Texto citado -
● ● ● ● ● ● ●

Os critérios definidores do perfil de inclusão no Sistema Penitenciário Federal encontram previsão no decreto regulamentar n° 6.877/2009:

Art. 3º Para a inclusão ou transferência, o preso deverá possuir, ao menos, uma das seguintes características:

I — ter desempenhado função de liderança ou participado de forma relevante em organização criminosa;

II — ter praticado crime que coloque em risco a sua integridade física no ambiente prisional de origem;

III — estar submetido ao Regime Disciplinar Diferenciado — RDD;

IV — ser membro de quadrilha ou bando, envolvido na prática reiterada de crimes com violência ou grave ameaça;

V — ser réu colaborador ou delator premiado, desde que essa condição represente risco à sua integridade física no ambiente prisional de origem; ou

VI — estar envolvido em incidentes de fuga, de violência ou de grave indisciplina no sistema prisional de origem.

Os incisos versam sobre perfis que tem por referência definições legais e situacionais, que podem ou não ser considerados de forma cumulativa, da mesma forma, são cabíveis para presos provisórios ou definitivos. Podemos sugerir que os critérios vinculados a descrições legais aparecem de forma mais detida no caso dos incisos III e V portanto, que encontram respaldo em dispositivos legais próprios. Em relação ao perfil do inciso II, na prática, é bastante incomum tal inclusão em presídios federais. Quanto às demais hipóteses, as definições embora estejam associadas a repertórios criminalizantes — dispositivos do Código Penal, de Leis Penais Extravagantes — constituem-se como dispositivos flexíveis e sujeitos a variadas interpretações. Além disso, há as hipóteses de inclusão em razão de situações específicas (VI) ou a constituição de relacionamentos que sejam ilegais e moldáveis às definições como organização/ facção criminosa (inciso I, IV).

É preciso reiterar que os indivíduos custodiados no Sistema Penitenciário Federal quase que em sua totalidade provêm de sistemas prisionais estaduais e que, portanto, já estariam institucionalizados e ambientados, de certo modo, a um tipo de cultura prisional que se distingue daquela produzida nos presídios federais. E apesar das diferenças descritas no perfil de inclusão, deve-se ter em vista que o fator subjacente na maioria dos casos refere-se a ideia (abstrata) de segurança pública. Conforme tipifica a Lei n° 11.671/2003 que trata das inclusões nos presídios federais, em seu art. 3º “Serão incluídos em estabelecimentos penais federais de segurança máxima aqueles para quem a medida se justifique no interesse da segurança pública ou do próprio preso, condenado ou provisório”.

Em termos de rotina, os custodiados permanecem isolados individualmente por 22 horas ao dia. Eles são mantidos em suas celas individuais, que possuem a metragem de 7m² e contam com dormitório, sanitário, chuveiro, pia, mesa e assento todos fixados a estrutura, com horários específicos para as cinco refeições e ligação de água dos chuveiros (DEPEN, 2017). A interação social é garantida por meio do banho de sol diário de duas horas na companhia de até 13 presos da mesma ala de vivência.

● ● ● ● ● ● ●

Trabalho a fazer -
(1) Por favor, reproduza fielmente o trecho do texto citado que vai de "Art. 3º Para" até "prisional de origem.".
(2) Indique se cada afirmação concorda com o texto citado, respondendo sim ou não e transcrevendo literalmente as palavras do texto que decidem a questão: (a) as celas individuais têm 7m²; (b) os custodiados ficam isolados individualmente por 20 horas ao dia; (c) os critérios de inclusão valem apenas para presos definitivos.
Use somente o texto citado como fonte.

Informações registradas -
● ● ● ● ● ● ●

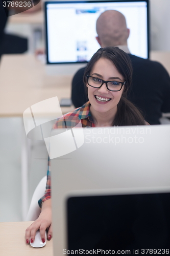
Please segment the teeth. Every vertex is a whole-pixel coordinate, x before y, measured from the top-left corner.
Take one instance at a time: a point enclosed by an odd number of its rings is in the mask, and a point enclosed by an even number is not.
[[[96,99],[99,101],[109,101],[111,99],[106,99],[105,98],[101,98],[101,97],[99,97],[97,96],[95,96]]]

● ● ● ● ● ● ●

Respostas das tarefas -
(1)
Art. 3º Para a inclusão ou transferência, o preso deverá possuir, ao menos, uma das seguintes características:

I — ter desempenhado função de liderança ou participado de forma relevante em organização criminosa;

II — ter praticado crime que coloque em risco a sua integridade física no ambiente prisional de origem;

III — estar submetido ao Regime Disciplinar Diferenciado — RDD;

IV — ser membro de quadrilha ou bando, envolvido na prática reiterada de crimes com violência ou grave ameaça;

V — ser réu colaborador ou delator premiado, desde que essa condição represente risco à sua integridade física no ambiente prisional de origem; ou

VI — estar envolvido em incidentes de fuga, de violência ou de grave indisciplina no sistema prisional de origem.

(2)
(a) Sim: "que possuem a metragem de 7m²".
(b) Não: "os custodiados permanecem isolados individualmente por 22 horas ao dia".
(c) Não: "são cabíveis para presos provisórios ou definitivos".